* [What to produce]
Copy out the data in full and exactly, passing over the pictures.

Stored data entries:
——————————

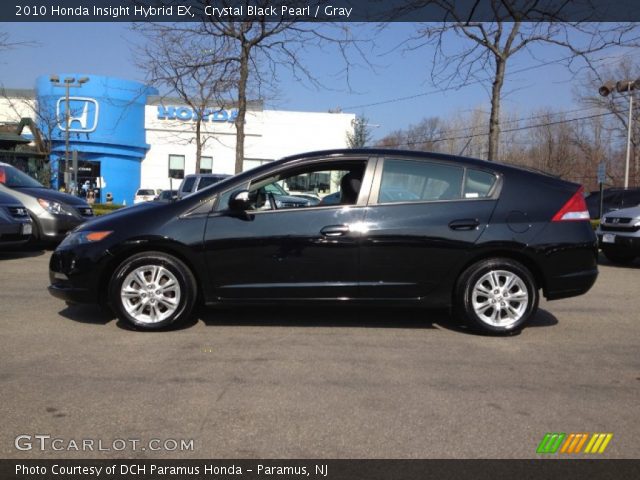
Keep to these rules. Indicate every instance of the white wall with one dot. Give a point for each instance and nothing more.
(270, 134)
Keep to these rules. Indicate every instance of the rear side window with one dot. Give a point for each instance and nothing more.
(206, 181)
(409, 181)
(187, 186)
(478, 184)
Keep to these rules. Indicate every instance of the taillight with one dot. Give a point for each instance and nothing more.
(574, 209)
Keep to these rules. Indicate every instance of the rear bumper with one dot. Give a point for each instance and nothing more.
(622, 240)
(570, 285)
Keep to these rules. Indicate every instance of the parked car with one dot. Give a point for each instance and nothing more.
(145, 195)
(619, 235)
(53, 213)
(166, 196)
(15, 224)
(481, 237)
(613, 199)
(194, 182)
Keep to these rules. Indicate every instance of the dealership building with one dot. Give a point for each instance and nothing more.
(126, 137)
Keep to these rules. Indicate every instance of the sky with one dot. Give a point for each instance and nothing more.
(392, 95)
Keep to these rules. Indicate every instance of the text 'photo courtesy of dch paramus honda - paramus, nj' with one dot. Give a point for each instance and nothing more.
(348, 226)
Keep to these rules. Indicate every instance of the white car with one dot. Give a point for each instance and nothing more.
(145, 195)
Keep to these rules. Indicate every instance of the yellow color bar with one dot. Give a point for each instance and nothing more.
(583, 438)
(607, 439)
(567, 442)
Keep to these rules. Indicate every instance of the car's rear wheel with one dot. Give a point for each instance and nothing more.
(617, 256)
(152, 290)
(496, 296)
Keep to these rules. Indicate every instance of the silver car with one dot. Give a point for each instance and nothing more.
(15, 224)
(619, 235)
(53, 213)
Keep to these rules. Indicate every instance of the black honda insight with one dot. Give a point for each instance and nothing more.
(393, 227)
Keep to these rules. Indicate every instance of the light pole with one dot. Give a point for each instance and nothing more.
(68, 83)
(620, 87)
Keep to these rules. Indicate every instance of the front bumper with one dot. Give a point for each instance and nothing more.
(55, 227)
(13, 233)
(74, 276)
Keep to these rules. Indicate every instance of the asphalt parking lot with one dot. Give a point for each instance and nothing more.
(318, 383)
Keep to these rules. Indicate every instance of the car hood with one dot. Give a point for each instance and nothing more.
(6, 199)
(630, 212)
(110, 220)
(52, 195)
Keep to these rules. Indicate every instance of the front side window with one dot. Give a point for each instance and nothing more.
(413, 181)
(176, 166)
(316, 185)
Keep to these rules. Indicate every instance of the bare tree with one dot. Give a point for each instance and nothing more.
(255, 47)
(174, 62)
(488, 47)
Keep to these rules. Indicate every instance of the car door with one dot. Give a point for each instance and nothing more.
(300, 252)
(422, 220)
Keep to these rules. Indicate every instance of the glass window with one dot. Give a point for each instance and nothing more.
(478, 184)
(335, 184)
(250, 163)
(206, 164)
(187, 186)
(176, 166)
(411, 181)
(206, 181)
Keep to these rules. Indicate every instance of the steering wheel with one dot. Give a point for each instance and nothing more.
(272, 201)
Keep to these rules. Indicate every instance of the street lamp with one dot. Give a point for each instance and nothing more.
(68, 83)
(620, 87)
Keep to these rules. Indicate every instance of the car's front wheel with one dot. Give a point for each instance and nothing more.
(152, 290)
(496, 296)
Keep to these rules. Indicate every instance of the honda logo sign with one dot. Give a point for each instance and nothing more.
(83, 114)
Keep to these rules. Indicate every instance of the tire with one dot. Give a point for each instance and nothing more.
(152, 290)
(35, 239)
(617, 256)
(487, 309)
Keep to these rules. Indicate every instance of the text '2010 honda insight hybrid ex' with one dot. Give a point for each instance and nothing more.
(392, 227)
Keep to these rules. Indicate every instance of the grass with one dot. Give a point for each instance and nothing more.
(105, 208)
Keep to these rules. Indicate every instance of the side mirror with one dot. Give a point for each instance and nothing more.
(240, 201)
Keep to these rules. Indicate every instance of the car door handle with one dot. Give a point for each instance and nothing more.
(464, 224)
(335, 230)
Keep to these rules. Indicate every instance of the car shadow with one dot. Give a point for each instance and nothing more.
(319, 316)
(87, 313)
(14, 254)
(602, 260)
(323, 316)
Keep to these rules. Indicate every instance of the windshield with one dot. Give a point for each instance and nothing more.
(14, 178)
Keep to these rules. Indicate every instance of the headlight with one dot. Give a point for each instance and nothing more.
(54, 207)
(80, 238)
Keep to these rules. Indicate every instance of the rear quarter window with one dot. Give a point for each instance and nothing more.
(187, 185)
(418, 181)
(478, 184)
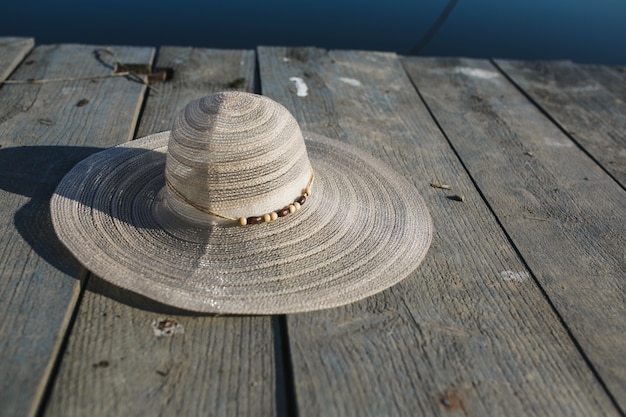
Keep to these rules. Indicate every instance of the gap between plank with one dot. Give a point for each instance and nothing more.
(285, 392)
(555, 122)
(40, 409)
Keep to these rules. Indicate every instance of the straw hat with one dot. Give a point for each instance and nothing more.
(235, 210)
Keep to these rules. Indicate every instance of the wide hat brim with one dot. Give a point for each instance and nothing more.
(363, 229)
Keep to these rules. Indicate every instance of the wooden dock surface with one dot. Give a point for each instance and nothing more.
(519, 308)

——————————

* [Solution below]
Keep to these rules. Indicate every instance of the white wall with one dot. Give a point for each instance and nothing more.
(270, 134)
Keep to these rules. Indicate every instance of the rear side window with one dot. Give a point for each instance and nothing more.
(206, 181)
(409, 181)
(187, 186)
(478, 184)
Keep to these rules. Indicate every instance of the taillight with one dot. Give a point for each instance and nothing more.
(574, 209)
Keep to these rules. Indicate every instance of the rear bumper with one dot. Give a point for each instance and nothing more.
(622, 240)
(570, 285)
Keep to these rules. Indicate every instance of the parked car with one dot. Give a point for each instance and nothing more.
(145, 195)
(619, 235)
(53, 213)
(166, 196)
(15, 224)
(481, 237)
(613, 199)
(194, 182)
Keep to these rules. Indicate every instance of the dealership building with one dot. Give a point for each instance and nothing more.
(126, 137)
Keep to these rules. Indicate every instance of the sky with one dot. Give a point for each instance and nothing more.
(392, 95)
Keep to these rules. Indicate every instance of the text 'photo courtesy of dch paramus honda - paramus, nj' with one dot. Give a point for each instance and nothing more.
(348, 226)
Keep to these rules. Indicate every instance of the white car with one dot. Give a point for each instance and nothing more.
(145, 195)
Keep to these rules. Indicate every instance of the yellow color bar with one dot. Give a point for each instance and nothing more.
(583, 438)
(607, 439)
(567, 442)
Keep to these rules. Indicate every instance of the car's rear wheel with one dot. Give a point for each instance and nothing more.
(617, 256)
(152, 290)
(496, 296)
Keep to these rules. Indicate every instance of the silver car with one dot. Give a point for each instance and nothing more.
(15, 224)
(619, 235)
(53, 213)
Keep to these rules. Indicate every instance of the black honda insight with one dot. Give a point for each instance and nothing more.
(393, 227)
Keep to these rules. Indicate every instance of the light pole with one dot. Give a point for each instance and nothing more.
(68, 83)
(620, 87)
Keep to these rules. Indicate every instance of the front bumper with one dot. Give a point for each instance and nothing more.
(55, 227)
(13, 233)
(74, 276)
Keep to these rules. Indicate every instance of the asphalt parking lot with one dot. Give a point for each instance and nothing more.
(318, 383)
Keep to these rules. Indicate every instance of the car hood with one dot. Give a point for each instance and nothing more.
(6, 199)
(630, 212)
(110, 220)
(52, 195)
Keep to these rules. Indicate every instance of the front side window with one dot. Give a point for each instance and nothing more.
(413, 181)
(176, 166)
(316, 185)
Keep to these rules. Indicate every instance of the bare tree with one dot. Give a point for each instance and nothing more.
(255, 47)
(174, 62)
(488, 47)
Keep to these rules. Indicate every instance of the car door with one dot. Give a point for each instance and nothing more.
(300, 252)
(422, 220)
Keep to these rules. Indicate every instance of the glass window with one dot. Give a point for each instance and nothing more.
(478, 184)
(335, 184)
(250, 163)
(206, 164)
(187, 186)
(176, 166)
(411, 181)
(206, 181)
Keep to these rules. Indicate every instance of the steering wheel with one dot. Give a point for each instance and nothing more.
(272, 201)
Keep to these rules. Indicate every instance of the street lamp with one dot. Give a point for each instance and nothing more.
(68, 83)
(620, 87)
Keep to these rules. Indicate every instance of the car's front wheel with one dot. Give a point for each instance and nothing more.
(152, 290)
(496, 296)
Keep to these rules. Indicate every instance of the honda logo sign with one dot. Give a point for each instance and nothing more.
(83, 114)
Keep to these rules. Indicate every instance of the tire with one dot. Give a point for each instance and nothing more.
(152, 290)
(35, 239)
(617, 256)
(487, 309)
Keep to these rules. Indicate every instance of the text '2010 honda insight hybrid ex' with one dot. Give a point for each instance and nothing more.
(392, 227)
Keep to these rules. Indicate every instance of the grass with one dot. Give a point for each instance and nothing more.
(105, 208)
Keep to these rules. Indicate every instance of the side mirror with one dot. Give a point for each instance and nothing more.
(240, 201)
Keep to these rules. Indicate every instance of the car door handle with one dot. Give a point for each instance and nothing more.
(464, 224)
(335, 230)
Keep to these rules. Indicate every instance of the car shadow with one dot. Give a point for each instance and nothing more.
(319, 316)
(87, 313)
(14, 254)
(602, 260)
(323, 316)
Keep to these rules. Indicate every instance of the windshield with one dot. Give a point for each instance and nothing more.
(14, 178)
Keep to these rules. Indicate every instance of the headlight with one dot. Give a point for each instance and nothing more.
(54, 207)
(80, 238)
Keep to these rules. Indicate every instance of the rear quarter window with one dot. Give a point for each instance and nothing more.
(187, 185)
(418, 181)
(478, 184)
Keep to these rules. Indicate every instance of the gap between plank with one dot. Give a point for each instance and nothing more.
(285, 392)
(555, 122)
(40, 409)
Keep to these rules. Indicate every instance of the straw hat with one dot. Give a point for each instance and nothing more.
(235, 210)
Keep to these rules. Indicate every instance of the wide hat brim with one dot. Give a point for each instance and nothing more.
(363, 229)
Keep to these rules. Indicate every instance of the wooden dock surface with one dot. Give a point for each instance and nothing more.
(519, 308)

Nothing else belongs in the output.